> [Суть задания]:
Ответьте по приведенному ниже отрывку о Нурееве на три вопроса, нумеруя ответы так же, как вопросы.
1. В какое время года и в каком году Рудольф попросил Баланчина принять его в труппу?
2. Какому критику Нуреев объяснил, что сначала должен выступить в знакомых ему ролях?
3. Кто незадолго до первой «Жизели» Нуреева с Фонтейн переработал хореографию этого балета в Королевском театре?

> [Цитируемый отрывок]:
######

«Вы не умеете танцевать так, как танцуем мы, и вам слишком долго придется учиться этому», – таков был общеизвестный ответ Баланчина на просьбу Рудольфа принять его в труппу весной 1962 года. Но Нуреев настаивал. Он хотел обучиться всем видам танца. «Мои балеты бесстрастные», – сказал ему Баланчин. «Но мне как раз и нравится то, что они бесстрастные, – парировал Рудольф. – Именно это меня привлекает!» Увы, переубедить Баланчина ему не удалось. «Нет, нет, – заявил тот. – Отправляйтесь танцевать своих принцев, пускай они вам наскучат, а когда это случится, вернетесь ко мне».
По свидетельству Барбары Хорган, присутствовавшей при этом разговоре, отказ Баланчина зачастую толкуют неверно: «Он не просто сказал: “Вы не можете танцевать у нас принцев”. Он хотел, чтобы Рудольф понял: он должен сам захотеть себя переделать». Но Рудольф уже себя переделывал и на тот момент не имел ни времени, ни желания повторять это снова.
Ведь Нурееву-танцовщику сделали имя партии в великих классических и романтических балетах. «Люди, похоже, не понимают, что я должен для начала выступить в тех ролях, которые знаю, – Принца в “Лебедином озере”, Принца в “Спящей красавице”, юного аристократа в “Жизели”, – чтобы показать себя в самом выгодном свете, – пояснил он в том же месяце критику “Нью-Йорк трибюн” Уолтеру Терри. – Как только я это сделаю, мне больше не надо будет выступать в роли принца, и я смогу экспериментировать со своей карьерой. И вот тогда – к Баланчину». Впоследствии Рудольф заявил, что принцы ему не наскучили и от него «не устали». Только предпочел не уточнять, что никогда не оставлял попыток завоевать одобрение Баланчина, хотя бы издалека. Подчас один лишь факт наличия в репертуаре той или иной труппы балета Баланчина служил для него убедительной приманкой. А Баланчин так никогда и не позвал Рудольфа танцевать в своей труппе. Но через семнадцать лет после этих первых бесед он создал для него балет.
Через несколько дней после встречи с Баланчиным Рудольф вернулся к роли аристократа – начались его репетиции в Лондоне с Фонтейн в преддверии их первой «Жизели». Как состоявшаяся балерина с именем, Фонтейн привыкла к почтительному отношению со стороны своих новых партнеров, особенно когда ее версия балета отличалась от их варианта. Но если предыдущие партнеры довольствовались тем, что служили только «оправой для драгоценного камня», высвечивая все ее достоинства, то с Нуреевым все обстояло иначе. Марго быстро осознала: Рудольф не собирался играть второстепенную роль и уж тем более быть чьей-то тенью. Он считал, что па-де-де – это танец для двоих, а не для одной танцовщицы, когда партнер просто проводит на сцене время. И он был полон решимости сделать своего Альберта не менее значимым, чем Жизель. Это «стало встряской для тех из нас, кто привык находиться в центре внимания», – призналась позднее Фонтейн. А компромисс, в представлении Рудольфа, заключался в предложении: «Вам не кажется, что так лучше?» Хореографию «Жизели» в Королевском театре незадолго до этого переработал Фредерик Аштон при помощи Тамары Карсавиной, танцевавшей эту роль с Нижинским[170]. Но Нуреев полагал, что британцы чересчур строго придерживались традиционной версии Мариинки; а нарочито манерные мимические сцены он считал и вовсе устаревшими. Его образ Альберта сразу же стяжал успех в Кировском, и теперь Нуреев хотел показать лондонцам еще более импульсивного юного графа – раба своих незрелых чувств.

######

> [Предоставленные записи]:
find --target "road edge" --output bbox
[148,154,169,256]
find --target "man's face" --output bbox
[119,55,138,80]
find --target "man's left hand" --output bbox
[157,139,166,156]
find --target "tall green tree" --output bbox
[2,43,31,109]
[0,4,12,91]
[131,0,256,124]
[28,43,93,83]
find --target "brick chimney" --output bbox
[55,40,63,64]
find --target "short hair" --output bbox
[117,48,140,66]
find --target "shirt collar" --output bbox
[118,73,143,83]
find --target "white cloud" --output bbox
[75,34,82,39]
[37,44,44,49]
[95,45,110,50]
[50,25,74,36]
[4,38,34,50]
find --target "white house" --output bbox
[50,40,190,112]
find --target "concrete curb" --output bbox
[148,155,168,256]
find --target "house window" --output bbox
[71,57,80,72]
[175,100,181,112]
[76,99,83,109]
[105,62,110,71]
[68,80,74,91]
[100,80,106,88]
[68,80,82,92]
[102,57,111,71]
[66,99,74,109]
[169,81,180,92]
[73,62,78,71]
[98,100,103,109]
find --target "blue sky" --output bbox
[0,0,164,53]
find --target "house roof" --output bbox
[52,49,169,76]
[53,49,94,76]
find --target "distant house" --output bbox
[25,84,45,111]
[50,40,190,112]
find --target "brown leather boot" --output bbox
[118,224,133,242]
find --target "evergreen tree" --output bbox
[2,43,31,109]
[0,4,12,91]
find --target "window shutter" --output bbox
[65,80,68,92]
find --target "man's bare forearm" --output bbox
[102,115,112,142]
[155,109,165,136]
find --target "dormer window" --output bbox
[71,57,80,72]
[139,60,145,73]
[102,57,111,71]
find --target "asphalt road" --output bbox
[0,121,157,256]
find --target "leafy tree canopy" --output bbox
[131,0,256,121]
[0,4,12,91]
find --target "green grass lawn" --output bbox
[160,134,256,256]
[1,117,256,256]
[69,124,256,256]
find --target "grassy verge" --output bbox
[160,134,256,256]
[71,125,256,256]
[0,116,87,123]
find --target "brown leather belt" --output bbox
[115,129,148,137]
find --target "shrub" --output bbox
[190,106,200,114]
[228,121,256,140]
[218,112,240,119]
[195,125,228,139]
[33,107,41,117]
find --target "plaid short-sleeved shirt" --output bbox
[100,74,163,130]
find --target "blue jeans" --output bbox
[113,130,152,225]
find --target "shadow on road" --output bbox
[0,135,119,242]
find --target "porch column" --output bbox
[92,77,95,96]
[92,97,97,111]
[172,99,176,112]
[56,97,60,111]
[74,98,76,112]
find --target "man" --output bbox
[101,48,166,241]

######

> [Решение задания]:
1. Рудольф попросил об этом весной 1962 года.
2. Он объяснил это критику «Нью-Йорк трибюн» Уолтеру Терри.
3. Хореографию переработал Фредерик Аштон при помощи Тамары Карсавиной.